# GOAL:
Pick out every line below that contains the string "point" and copy each of those lines. Case counts.

# EXERCISE INPUTS:
# # # # # # #

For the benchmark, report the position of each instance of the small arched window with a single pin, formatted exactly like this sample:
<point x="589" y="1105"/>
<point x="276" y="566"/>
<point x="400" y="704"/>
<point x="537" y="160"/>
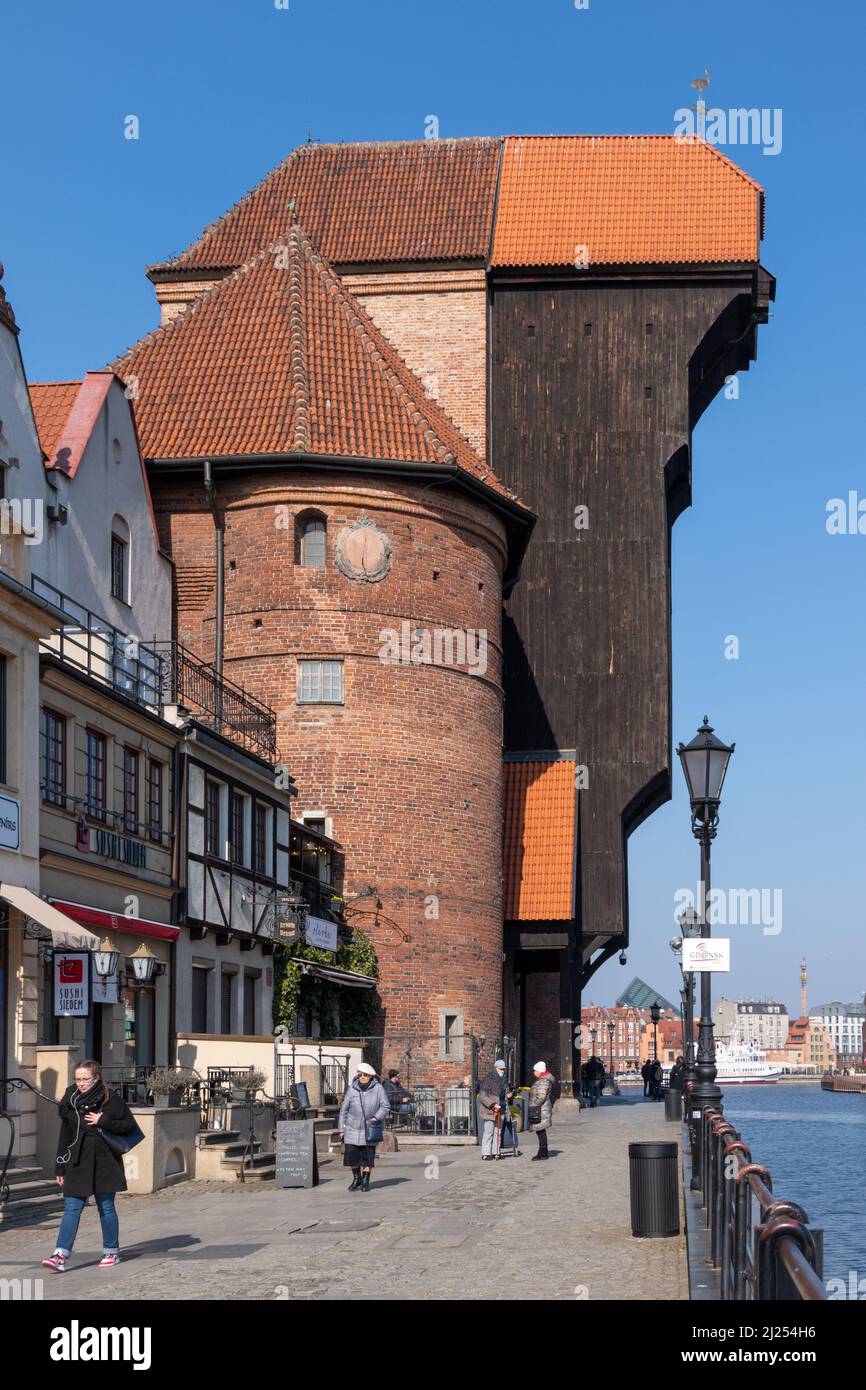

# # # # # # #

# THE RESPONSE:
<point x="589" y="1105"/>
<point x="276" y="566"/>
<point x="400" y="704"/>
<point x="537" y="160"/>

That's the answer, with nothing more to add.